DATA TO USE Block Start

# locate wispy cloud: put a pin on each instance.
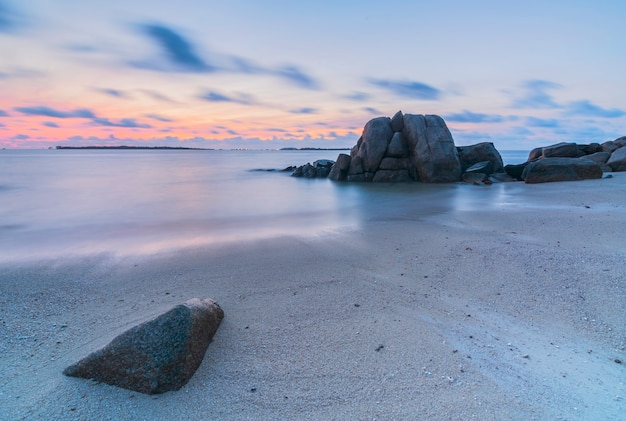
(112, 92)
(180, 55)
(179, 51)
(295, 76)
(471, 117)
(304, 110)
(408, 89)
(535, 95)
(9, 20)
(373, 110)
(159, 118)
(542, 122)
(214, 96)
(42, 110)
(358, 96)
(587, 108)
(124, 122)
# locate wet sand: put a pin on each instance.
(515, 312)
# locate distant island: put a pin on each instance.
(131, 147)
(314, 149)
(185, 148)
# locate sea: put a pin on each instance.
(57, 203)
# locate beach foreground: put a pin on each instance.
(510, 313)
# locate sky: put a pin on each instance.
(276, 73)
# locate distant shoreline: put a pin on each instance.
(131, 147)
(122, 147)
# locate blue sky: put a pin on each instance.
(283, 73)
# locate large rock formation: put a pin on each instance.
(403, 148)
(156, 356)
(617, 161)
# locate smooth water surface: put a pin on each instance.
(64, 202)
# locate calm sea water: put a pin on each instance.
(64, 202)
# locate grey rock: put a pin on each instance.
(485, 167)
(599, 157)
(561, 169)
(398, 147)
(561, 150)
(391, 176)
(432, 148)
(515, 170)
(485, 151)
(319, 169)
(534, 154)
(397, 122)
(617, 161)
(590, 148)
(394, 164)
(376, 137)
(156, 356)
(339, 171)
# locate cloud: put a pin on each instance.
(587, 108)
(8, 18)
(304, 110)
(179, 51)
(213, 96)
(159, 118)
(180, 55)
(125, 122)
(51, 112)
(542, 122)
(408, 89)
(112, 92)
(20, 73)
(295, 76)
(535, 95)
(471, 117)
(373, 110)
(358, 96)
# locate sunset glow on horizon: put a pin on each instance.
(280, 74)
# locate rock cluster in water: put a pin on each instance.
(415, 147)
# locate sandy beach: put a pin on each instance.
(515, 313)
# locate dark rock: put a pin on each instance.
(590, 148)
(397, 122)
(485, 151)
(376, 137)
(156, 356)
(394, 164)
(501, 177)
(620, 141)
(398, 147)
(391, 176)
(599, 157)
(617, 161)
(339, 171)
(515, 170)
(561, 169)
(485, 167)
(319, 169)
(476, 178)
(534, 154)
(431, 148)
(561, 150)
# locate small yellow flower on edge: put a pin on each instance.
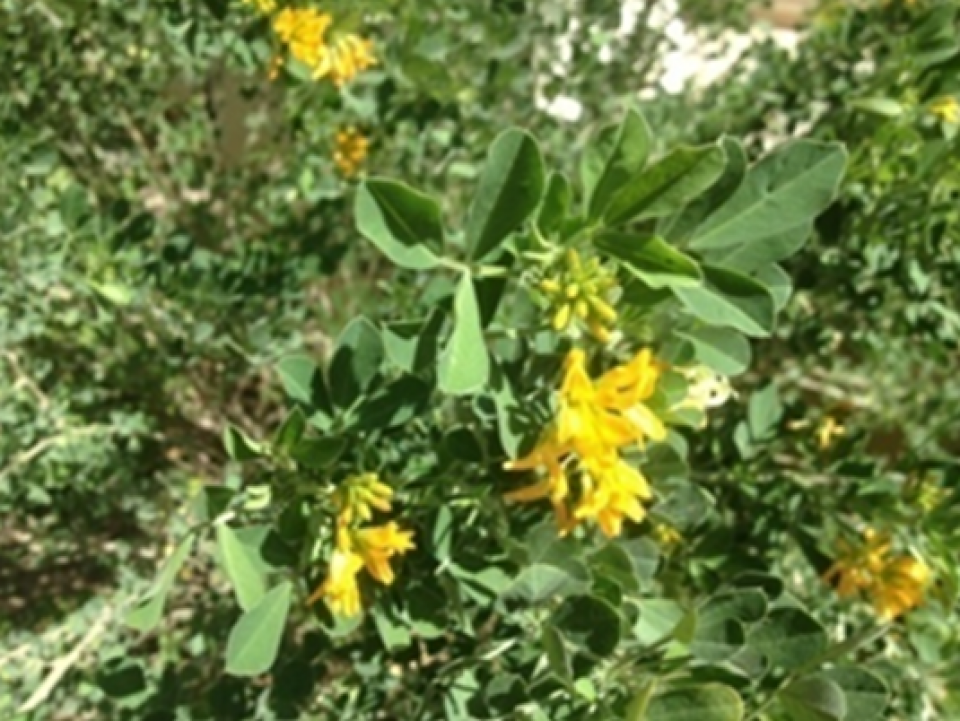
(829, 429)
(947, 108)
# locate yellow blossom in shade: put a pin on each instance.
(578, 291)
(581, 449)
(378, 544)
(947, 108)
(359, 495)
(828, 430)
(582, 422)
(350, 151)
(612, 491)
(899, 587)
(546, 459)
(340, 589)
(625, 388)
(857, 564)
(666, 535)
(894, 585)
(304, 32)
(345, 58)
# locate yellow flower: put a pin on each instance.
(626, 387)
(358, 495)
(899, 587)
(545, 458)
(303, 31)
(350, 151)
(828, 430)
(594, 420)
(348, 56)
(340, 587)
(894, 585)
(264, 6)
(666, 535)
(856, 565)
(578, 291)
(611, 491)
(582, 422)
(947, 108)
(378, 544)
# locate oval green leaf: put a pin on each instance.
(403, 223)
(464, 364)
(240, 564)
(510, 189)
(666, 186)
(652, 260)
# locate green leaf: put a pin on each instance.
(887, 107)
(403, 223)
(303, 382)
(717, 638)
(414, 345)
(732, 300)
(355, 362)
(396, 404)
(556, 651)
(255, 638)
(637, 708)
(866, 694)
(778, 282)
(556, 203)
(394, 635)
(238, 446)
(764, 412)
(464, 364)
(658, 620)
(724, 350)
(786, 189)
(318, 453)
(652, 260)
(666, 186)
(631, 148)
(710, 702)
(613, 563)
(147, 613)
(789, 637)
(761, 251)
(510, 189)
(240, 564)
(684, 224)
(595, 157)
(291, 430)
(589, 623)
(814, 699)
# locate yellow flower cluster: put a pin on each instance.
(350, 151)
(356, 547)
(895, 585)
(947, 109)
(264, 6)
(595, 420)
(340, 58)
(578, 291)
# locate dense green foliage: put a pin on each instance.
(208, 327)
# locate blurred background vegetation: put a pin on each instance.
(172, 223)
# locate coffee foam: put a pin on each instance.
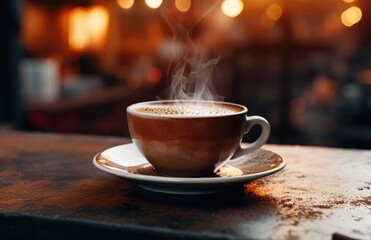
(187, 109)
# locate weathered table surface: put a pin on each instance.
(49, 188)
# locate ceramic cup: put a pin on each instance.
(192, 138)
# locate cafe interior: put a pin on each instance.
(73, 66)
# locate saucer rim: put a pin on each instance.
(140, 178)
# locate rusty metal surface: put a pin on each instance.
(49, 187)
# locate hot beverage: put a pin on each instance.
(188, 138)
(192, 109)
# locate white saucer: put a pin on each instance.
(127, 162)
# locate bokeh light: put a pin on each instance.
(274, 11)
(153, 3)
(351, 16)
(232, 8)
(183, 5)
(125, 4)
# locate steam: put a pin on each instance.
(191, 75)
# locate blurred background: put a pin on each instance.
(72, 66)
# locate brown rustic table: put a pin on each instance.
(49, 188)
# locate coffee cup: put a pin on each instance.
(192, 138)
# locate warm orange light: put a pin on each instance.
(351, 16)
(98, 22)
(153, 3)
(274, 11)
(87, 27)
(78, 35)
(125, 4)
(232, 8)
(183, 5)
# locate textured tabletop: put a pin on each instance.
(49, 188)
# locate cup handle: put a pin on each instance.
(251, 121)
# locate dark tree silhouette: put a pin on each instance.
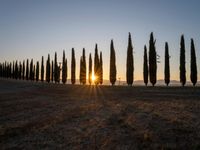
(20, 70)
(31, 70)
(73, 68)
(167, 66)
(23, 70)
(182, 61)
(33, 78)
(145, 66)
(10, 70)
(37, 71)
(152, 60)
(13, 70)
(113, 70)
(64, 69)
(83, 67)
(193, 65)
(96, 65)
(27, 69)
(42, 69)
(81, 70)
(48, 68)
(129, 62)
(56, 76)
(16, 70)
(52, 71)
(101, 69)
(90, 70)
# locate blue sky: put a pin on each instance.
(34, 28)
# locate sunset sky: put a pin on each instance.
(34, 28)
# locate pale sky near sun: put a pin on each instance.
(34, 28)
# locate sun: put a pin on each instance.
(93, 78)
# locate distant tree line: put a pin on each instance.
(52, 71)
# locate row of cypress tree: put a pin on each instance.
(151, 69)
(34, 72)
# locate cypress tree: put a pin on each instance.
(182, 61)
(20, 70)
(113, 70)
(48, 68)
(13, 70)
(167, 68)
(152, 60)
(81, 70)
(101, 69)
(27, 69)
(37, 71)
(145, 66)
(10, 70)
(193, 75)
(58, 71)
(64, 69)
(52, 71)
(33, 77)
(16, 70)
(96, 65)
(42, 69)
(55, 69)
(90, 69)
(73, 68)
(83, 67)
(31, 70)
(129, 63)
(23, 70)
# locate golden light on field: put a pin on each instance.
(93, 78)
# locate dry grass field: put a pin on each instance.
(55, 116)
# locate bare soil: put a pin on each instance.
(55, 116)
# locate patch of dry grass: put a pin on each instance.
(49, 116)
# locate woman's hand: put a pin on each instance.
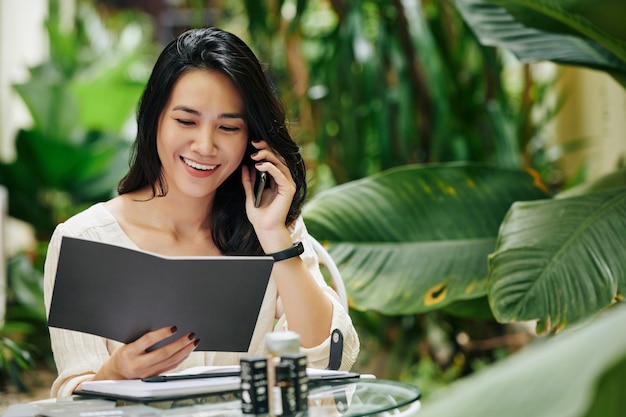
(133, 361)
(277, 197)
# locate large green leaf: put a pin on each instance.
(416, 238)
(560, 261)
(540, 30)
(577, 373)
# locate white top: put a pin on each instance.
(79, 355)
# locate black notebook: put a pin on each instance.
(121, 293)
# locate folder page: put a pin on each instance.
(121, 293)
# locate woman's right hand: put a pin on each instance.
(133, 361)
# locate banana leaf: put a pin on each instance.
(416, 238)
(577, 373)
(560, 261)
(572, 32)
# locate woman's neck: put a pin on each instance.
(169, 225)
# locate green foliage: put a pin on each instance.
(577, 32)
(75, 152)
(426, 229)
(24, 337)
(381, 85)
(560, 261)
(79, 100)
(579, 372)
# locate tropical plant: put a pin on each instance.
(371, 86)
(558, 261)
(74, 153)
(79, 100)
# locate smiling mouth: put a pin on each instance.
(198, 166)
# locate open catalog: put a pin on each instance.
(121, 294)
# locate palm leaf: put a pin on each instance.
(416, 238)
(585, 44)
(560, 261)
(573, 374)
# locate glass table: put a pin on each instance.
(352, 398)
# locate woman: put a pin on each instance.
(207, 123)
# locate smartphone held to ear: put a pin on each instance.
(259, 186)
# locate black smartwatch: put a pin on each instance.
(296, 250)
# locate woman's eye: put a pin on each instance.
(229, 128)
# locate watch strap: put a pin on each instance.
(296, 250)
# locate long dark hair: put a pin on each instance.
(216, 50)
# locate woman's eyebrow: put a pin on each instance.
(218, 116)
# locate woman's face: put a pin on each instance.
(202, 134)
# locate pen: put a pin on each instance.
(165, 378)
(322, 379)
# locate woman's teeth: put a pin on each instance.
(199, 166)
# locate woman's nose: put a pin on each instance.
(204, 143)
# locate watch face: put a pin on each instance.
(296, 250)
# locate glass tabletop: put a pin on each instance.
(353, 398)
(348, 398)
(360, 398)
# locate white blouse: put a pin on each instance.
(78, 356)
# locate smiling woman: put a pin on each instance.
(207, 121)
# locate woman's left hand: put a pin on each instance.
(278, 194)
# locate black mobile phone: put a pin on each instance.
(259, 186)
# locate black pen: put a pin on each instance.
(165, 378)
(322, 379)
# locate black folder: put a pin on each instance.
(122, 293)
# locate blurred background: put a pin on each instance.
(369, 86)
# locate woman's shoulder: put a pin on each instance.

DATA TO USE Block End

▶ **ASSIGNMENT**
Give back exactly the lines from the one that contains "# locate black smartwatch: put" to the end of the data above, both of those lines included.

▶ **EXERCISE RESPONSE**
# locate black smartwatch: put a pin on each instance.
(296, 250)
# locate woman's eye: put a pin on each instance.
(229, 128)
# locate watch strap: put a pin on each instance.
(296, 250)
# locate long dark hair: put a pin on each instance.
(216, 50)
# locate woman's eyebrow: put a pin on each instance.
(218, 116)
# locate woman's face: put a pin on each instance.
(202, 134)
# locate pen: put a pin on each instance.
(165, 378)
(322, 379)
# locate woman's teeth: put a pin on each instance.
(199, 166)
# locate woman's nose: put a pin on each instance.
(204, 143)
# locate watch face: put a pin on each instance.
(296, 250)
# locate glass tabletop: put a pin on each instance.
(353, 398)
(348, 398)
(360, 398)
# locate white blouse: put a pin on each instance.
(78, 356)
# locate smiling woman: put a pin on each instance.
(207, 121)
# locate woman's left hand: put a pin on each instance.
(278, 194)
# locate black mobile phone: put a pin on each instance.
(259, 186)
# locate black pen: put a pin on each instance.
(165, 378)
(322, 379)
# locate black folder: put a pin on each instance.
(122, 293)
# locate blurred background: put a pin on each instance.
(369, 86)
# locate woman's shoulder: put a pin on each instance.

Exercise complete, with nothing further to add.